** Records follows **

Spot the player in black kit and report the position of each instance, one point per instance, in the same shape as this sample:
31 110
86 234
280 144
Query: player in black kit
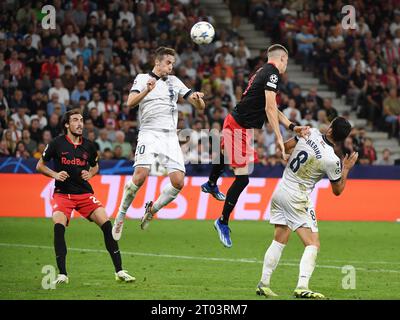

** End of Records **

## Exercise directions
Each line of the data that has the string "player" counts once; give the total and nothing else.

## Problem solution
2